▸ **PROBLEM**:
Rewrite all of the material below, swapping each "instance" for "occurrence" and leaving everything else as it is.

▸ **GIVEN INFORMATION**:
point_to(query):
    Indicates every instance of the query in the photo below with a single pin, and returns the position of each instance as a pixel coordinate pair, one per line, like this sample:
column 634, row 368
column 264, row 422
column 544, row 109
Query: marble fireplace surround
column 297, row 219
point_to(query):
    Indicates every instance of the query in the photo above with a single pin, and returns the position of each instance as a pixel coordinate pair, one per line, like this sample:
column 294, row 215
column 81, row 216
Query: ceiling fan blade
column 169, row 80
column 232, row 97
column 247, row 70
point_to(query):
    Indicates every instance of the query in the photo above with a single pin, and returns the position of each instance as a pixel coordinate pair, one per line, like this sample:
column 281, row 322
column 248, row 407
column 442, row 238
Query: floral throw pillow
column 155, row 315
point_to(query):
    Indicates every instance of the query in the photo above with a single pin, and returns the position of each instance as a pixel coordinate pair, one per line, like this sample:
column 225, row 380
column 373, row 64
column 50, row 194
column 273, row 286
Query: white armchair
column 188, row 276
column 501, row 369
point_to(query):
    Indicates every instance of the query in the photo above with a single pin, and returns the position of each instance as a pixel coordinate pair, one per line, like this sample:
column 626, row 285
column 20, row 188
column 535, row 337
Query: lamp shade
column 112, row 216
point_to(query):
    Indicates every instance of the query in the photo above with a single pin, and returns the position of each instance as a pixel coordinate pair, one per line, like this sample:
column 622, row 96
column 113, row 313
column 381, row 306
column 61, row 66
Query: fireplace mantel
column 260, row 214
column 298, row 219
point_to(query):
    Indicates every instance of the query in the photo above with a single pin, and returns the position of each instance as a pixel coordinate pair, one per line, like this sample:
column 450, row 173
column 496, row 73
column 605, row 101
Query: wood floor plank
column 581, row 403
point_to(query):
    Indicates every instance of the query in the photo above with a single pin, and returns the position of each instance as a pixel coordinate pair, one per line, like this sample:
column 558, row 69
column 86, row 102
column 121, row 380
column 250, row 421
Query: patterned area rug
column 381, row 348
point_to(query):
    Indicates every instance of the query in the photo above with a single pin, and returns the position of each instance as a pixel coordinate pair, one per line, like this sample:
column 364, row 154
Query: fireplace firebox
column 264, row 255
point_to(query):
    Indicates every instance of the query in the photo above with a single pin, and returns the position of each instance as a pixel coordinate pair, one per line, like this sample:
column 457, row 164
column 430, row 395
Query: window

▸ **WRITTEN RESPONSE**:
point_to(query):
    Indicates every occurrence of the query in the photo below with a single pin, and returns the position of each occurrence as a pixel coordinate pair, one per line, like this sample:
column 634, row 368
column 264, row 422
column 544, row 109
Query: marble fireplace surround
column 297, row 219
point_to(query):
    Indicates every occurrence of the query in the photo above with a single pin, and returns the position of each occurrence as a pixel coordinate pair, one per line, like this sample:
column 294, row 215
column 81, row 216
Query: ceiling fan blade
column 169, row 80
column 232, row 97
column 247, row 70
point_to(query):
    Indicates every occurrence of the query in the photo above with a single pin, and returns the position of each occurrence as a pixel coordinate pair, one per line, like this sample:
column 281, row 322
column 248, row 407
column 442, row 238
Query: floral throw pillow
column 155, row 315
point_to(query):
    Indicates every occurrence of the query in the photo above with a single pin, and returns the position of each occurrence as a pixel coordinate pair, one per line, like this sample:
column 225, row 380
column 373, row 64
column 50, row 194
column 273, row 286
Query: white armchair
column 188, row 276
column 501, row 369
point_to(query):
    Indicates every occurrence of the query in the photo above with a single pin, and returns the position of each occurrence as a pixel coordinate pair, one per line, like this sample:
column 626, row 285
column 20, row 188
column 535, row 337
Query: lamp shade
column 112, row 216
point_to(query):
    Indicates every occurrence of the query in the photo above with a single pin, and returns the position of each occurrence as a pixel coordinate pair, one per line, like this sample:
column 622, row 96
column 113, row 313
column 381, row 306
column 61, row 66
Query: fireplace mantel
column 260, row 214
column 298, row 219
point_to(query):
    Indicates every occurrence of the query in the photo above with a single pin, and returns the position of each occurrence as a pixel coordinate pair, one per line, like this sample:
column 450, row 173
column 496, row 73
column 605, row 101
Query: wood floor plank
column 581, row 403
point_to(query):
    Indicates every occurrence of the query in the photo above with a single pin, and returns the position of each occurrence as a pixel coordinate pair, one per line, like this sample:
column 558, row 69
column 86, row 102
column 121, row 380
column 250, row 421
Query: patterned area rug
column 381, row 348
point_to(query):
    Indicates every occurrence of the query in the photo above with a single pin, and returns the position of each occurrence as a pixel coordinate pair, one per line, like this sample:
column 364, row 154
Query: fireplace firebox
column 264, row 255
point_to(query):
    Indicates every occurrence of the query in the photo above with a single pin, and returns the position of each occurrence as a pixel coordinate pair, one per line, like this sample:
column 457, row 164
column 430, row 395
Query: window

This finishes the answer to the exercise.